» **SELECTED TEXT**:
Live album by Candlemass
- Released: 2003
- Recorded: 31 August 2002 by SR P3
- Venue: Klubben, Stockholm, Sweden
- Genre: Epic doom metal
- Length: 97:07
- Label: Powerline
- Producer: Nenne Zetterberg, Leif Edling

Candlemass chronology
| From the 13th Sun (1999) | Doomed for Live – Reunion 2002 (2003) | Candlemass (2005) |

= Doomed for Live – Reunion 2002 =

Doomed for Live – Reunion 2002 is the second live album by Swedish doom metal band Candlemass, released in 2003 through Powerline Records. It was recorded at Stockholm's Klubben on 31 August 2002.

Records from a collection

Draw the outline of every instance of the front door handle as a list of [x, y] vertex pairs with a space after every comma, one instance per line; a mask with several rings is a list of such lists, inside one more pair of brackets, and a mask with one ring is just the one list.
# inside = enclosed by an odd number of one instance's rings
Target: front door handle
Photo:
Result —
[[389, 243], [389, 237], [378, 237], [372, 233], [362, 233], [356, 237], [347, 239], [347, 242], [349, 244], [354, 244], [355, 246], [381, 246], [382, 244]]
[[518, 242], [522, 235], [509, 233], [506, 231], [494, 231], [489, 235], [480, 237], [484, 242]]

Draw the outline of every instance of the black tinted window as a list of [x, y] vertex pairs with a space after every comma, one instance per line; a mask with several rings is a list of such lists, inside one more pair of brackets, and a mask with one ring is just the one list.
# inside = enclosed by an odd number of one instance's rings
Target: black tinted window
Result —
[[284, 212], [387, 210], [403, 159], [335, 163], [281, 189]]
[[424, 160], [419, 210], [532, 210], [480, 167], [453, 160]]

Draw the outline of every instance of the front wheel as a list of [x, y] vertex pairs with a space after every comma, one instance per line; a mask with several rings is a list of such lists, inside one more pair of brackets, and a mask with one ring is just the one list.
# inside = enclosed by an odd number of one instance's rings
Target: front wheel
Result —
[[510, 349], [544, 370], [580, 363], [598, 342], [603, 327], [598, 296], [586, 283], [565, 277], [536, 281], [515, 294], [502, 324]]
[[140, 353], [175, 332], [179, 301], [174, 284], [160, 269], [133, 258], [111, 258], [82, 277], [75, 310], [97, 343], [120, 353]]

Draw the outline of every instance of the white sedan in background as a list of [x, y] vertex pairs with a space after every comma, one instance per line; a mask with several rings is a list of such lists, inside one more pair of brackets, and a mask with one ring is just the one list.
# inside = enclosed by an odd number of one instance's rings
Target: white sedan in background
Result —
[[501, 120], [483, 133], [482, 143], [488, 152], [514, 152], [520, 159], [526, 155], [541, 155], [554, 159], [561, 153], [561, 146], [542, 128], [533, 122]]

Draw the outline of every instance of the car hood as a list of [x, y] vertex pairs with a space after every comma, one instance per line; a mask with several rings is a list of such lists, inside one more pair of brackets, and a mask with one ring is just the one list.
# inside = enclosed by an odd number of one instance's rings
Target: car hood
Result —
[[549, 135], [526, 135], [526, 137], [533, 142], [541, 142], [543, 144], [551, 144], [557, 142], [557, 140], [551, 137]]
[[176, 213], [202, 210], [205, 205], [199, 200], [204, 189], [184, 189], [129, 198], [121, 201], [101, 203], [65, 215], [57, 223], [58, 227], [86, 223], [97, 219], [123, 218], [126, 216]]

» **SHORT TASK 1**:
Based on the text about the Candlemass live album, is each statement true? (a) The album was recorded in Stockholm. (b) It is the band's first live album. (c) It was released through Powerline Records. For each, answer yes or no and quote the deciding words.
» **SHORT TASK 2**:
Rewrite the rows from the line holding "Draw the outline of every instance of the white" through the end of the rows, inclusive, replacing "car hood" with "vehicle hood" and leaving everything else unchanged.

» **REPLY 1**:
(a) Yes: "It was recorded at Stockholm's Klubben on 31 August 2002."
(b) No: "is the second live album by Swedish doom metal band Candlemass"
(c) Yes: "released in 2003 through Powerline Records"

» **REPLY 2**:
Draw the outline of every instance of the white sedan in background as a list of [x, y] vertex pairs with a space after every comma, one instance per line; a mask with several rings is a list of such lists, inside one more pair of brackets, and a mask with one ring is just the one list.
# inside = enclosed by an odd number of one instance's rings
Target: white sedan in background
Result —
[[501, 120], [483, 133], [482, 143], [488, 152], [514, 152], [520, 159], [526, 155], [541, 155], [554, 159], [561, 153], [561, 146], [542, 128], [533, 122]]

Draw the outline of every instance of the vehicle hood as a list of [x, y] vertex pairs with a space after every comma, one instance per line; a mask with several rings is a list of such lists, inside one more pair of brackets, and a mask with one ring is just the one list.
# inside = enclosed by an odd number of one instance's rings
Target: vehicle hood
Result —
[[549, 135], [526, 135], [526, 137], [533, 142], [541, 142], [543, 144], [551, 144], [557, 142], [557, 140], [551, 137]]
[[176, 213], [202, 210], [205, 205], [199, 200], [204, 189], [184, 189], [129, 198], [121, 201], [101, 203], [65, 215], [57, 223], [58, 227], [86, 223], [97, 219], [123, 218], [126, 216]]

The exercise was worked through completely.